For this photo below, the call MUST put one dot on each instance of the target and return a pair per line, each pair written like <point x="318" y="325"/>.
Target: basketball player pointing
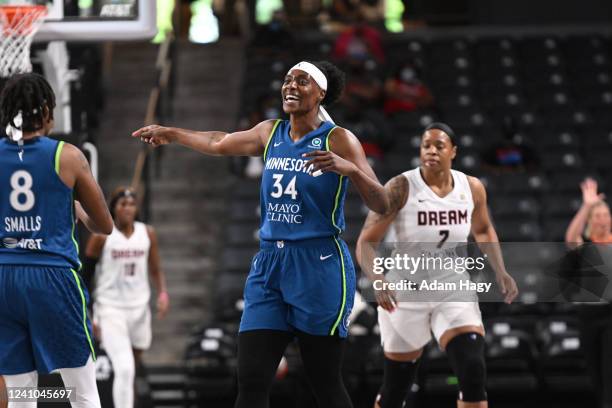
<point x="405" y="327"/>
<point x="302" y="282"/>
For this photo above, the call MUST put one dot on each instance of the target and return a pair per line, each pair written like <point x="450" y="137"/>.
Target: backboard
<point x="95" y="20"/>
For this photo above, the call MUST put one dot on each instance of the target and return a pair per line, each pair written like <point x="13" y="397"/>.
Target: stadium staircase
<point x="187" y="193"/>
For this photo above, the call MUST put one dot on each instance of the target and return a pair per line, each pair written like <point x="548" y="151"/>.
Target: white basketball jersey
<point x="427" y="217"/>
<point x="122" y="273"/>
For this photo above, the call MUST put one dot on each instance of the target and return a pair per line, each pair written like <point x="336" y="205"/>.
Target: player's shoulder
<point x="397" y="190"/>
<point x="267" y="125"/>
<point x="477" y="187"/>
<point x="71" y="154"/>
<point x="341" y="139"/>
<point x="474" y="182"/>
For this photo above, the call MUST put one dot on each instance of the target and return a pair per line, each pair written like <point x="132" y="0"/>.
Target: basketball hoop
<point x="18" y="24"/>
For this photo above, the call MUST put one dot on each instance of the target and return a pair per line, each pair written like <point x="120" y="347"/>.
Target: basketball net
<point x="18" y="24"/>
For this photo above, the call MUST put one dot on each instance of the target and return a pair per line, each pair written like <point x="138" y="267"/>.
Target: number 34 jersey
<point x="36" y="207"/>
<point x="295" y="204"/>
<point x="122" y="278"/>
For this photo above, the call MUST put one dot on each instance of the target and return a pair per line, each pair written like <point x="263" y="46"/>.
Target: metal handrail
<point x="141" y="178"/>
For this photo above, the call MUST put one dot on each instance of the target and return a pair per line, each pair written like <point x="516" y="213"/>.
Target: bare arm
<point x="75" y="173"/>
<point x="157" y="275"/>
<point x="486" y="237"/>
<point x="250" y="142"/>
<point x="346" y="157"/>
<point x="374" y="230"/>
<point x="590" y="197"/>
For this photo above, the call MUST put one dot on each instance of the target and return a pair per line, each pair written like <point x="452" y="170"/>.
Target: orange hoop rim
<point x="11" y="10"/>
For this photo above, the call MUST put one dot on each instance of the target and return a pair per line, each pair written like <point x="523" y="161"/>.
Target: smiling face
<point x="300" y="93"/>
<point x="437" y="150"/>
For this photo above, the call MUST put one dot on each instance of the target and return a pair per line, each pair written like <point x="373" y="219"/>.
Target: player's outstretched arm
<point x="590" y="197"/>
<point x="373" y="232"/>
<point x="250" y="142"/>
<point x="485" y="235"/>
<point x="345" y="156"/>
<point x="75" y="173"/>
<point x="157" y="275"/>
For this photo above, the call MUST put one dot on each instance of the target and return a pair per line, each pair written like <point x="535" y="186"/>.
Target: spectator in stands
<point x="357" y="44"/>
<point x="352" y="11"/>
<point x="363" y="88"/>
<point x="592" y="224"/>
<point x="274" y="36"/>
<point x="405" y="92"/>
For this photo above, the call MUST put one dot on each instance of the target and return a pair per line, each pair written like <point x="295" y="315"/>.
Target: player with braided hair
<point x="43" y="325"/>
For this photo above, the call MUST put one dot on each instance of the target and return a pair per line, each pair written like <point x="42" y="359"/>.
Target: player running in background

- - - - - - -

Using the data above, print every line exactly, omitting pictures.

■ FULL RESPONSE
For this photo below, the call MUST put one dot on each instance of the target and return a pair per line, each pair written like <point x="318" y="325"/>.
Target: basketball player pointing
<point x="405" y="327"/>
<point x="302" y="282"/>
For this photo above, the call MUST put one dot on each instance of the target and return a pair per line, each pair written like <point x="450" y="137"/>.
Target: backboard
<point x="95" y="20"/>
For this photo above, the call MUST put one dot on each instance of the target and return a pair per line, each pair written like <point x="13" y="397"/>.
Target: stadium staircase
<point x="187" y="193"/>
For this photo above, the call MUST put one dot on each instance of the target and return a pair per line, each pair written like <point x="548" y="151"/>.
Target: white basketball jersey
<point x="427" y="217"/>
<point x="122" y="273"/>
For this photo above, the call MUST put one dot on each instance of the target and return a pair per line, each pair written like <point x="336" y="205"/>.
Target: player's shoulder
<point x="397" y="190"/>
<point x="267" y="125"/>
<point x="477" y="187"/>
<point x="71" y="154"/>
<point x="341" y="139"/>
<point x="474" y="182"/>
For this photo above, the call MUST put one dot on each instance of the target and return a pair per line, each pair written like <point x="132" y="0"/>.
Target: basketball hoop
<point x="18" y="24"/>
For this photo above, the call MUST put one dot on each instance of the target and return a pair per line, each pair written like <point x="120" y="347"/>.
Target: basketball net
<point x="18" y="24"/>
For this photo above, the call MUST put one dot on each instance of the target and return a pair per line, each pair written like <point x="138" y="267"/>.
Target: number 34 jersey
<point x="36" y="207"/>
<point x="295" y="204"/>
<point x="122" y="278"/>
For this photo above, the call MUST put one dot on each instance of the target and return a pair per line, each pair written like <point x="263" y="46"/>.
Target: metal handrail
<point x="141" y="178"/>
For this photo above, the call MUST put one dot on each instance of the target and return a pair per line, each pair written like <point x="516" y="213"/>.
Target: bare arm
<point x="75" y="173"/>
<point x="157" y="275"/>
<point x="486" y="237"/>
<point x="250" y="142"/>
<point x="346" y="157"/>
<point x="374" y="230"/>
<point x="590" y="197"/>
For this photo above, the call MUST put one dot on each instance of the target and return a pair per line, each pair written like <point x="452" y="170"/>.
Target: orange hoop rim
<point x="11" y="10"/>
For this photo above, the call MUST put one dot on each instance of the target and return a pair per line, each pair written like <point x="523" y="161"/>.
Target: smiling face
<point x="300" y="93"/>
<point x="437" y="150"/>
For this photo above, the call MUST put one dot on each instance of the target and return a pair per line, each pair written like <point x="373" y="219"/>.
Target: player's outstretched arm
<point x="590" y="197"/>
<point x="373" y="232"/>
<point x="250" y="142"/>
<point x="485" y="235"/>
<point x="345" y="156"/>
<point x="75" y="173"/>
<point x="157" y="275"/>
For this photo above, the call MUST put one dot on each instance of the target and return a pair per line, each pair written like <point x="535" y="186"/>.
Target: spectator in stands
<point x="357" y="44"/>
<point x="352" y="11"/>
<point x="363" y="88"/>
<point x="592" y="224"/>
<point x="274" y="36"/>
<point x="405" y="92"/>
For this photo above, the call MUST put one dot on each instance of the target and return a pair per line, each pair written like <point x="295" y="315"/>.
Target: player with braided hair
<point x="43" y="325"/>
For this photo above, the call MUST put one dot on each instance of the target and return a pair per line, each pair written like <point x="42" y="359"/>.
Target: player running in background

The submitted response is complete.